Entries for pointing at named objects
____

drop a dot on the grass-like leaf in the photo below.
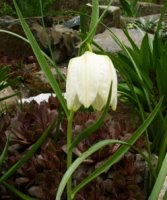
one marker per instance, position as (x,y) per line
(28,154)
(79,160)
(41,59)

____

▶ **Task description**: Copy out every line of the material above, its instructions included, and raise each coordinate value in the answers by 68. Leave out the pictures.

▶ **Result**:
drop a dot on the grass-like leaf in the photo below.
one marker per instance, position as (x,y) per line
(96,222)
(147,228)
(109,127)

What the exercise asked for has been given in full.